* EXERCISE DESCRIPTION *
Return the entries below in full. Keep every word as it is.

DATA FOR THIS TASK Start Marker

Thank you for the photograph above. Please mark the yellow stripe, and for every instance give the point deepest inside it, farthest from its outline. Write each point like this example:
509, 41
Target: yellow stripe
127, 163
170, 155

DATA FOR THIS TASK End Marker

* ANSWER *
Thank you for the photograph above. Please mark the yellow stripe, and for every instance give the point deepest inside it, farthest from its outline. Write each point like this example:
509, 41
Target: yellow stripe
127, 163
170, 155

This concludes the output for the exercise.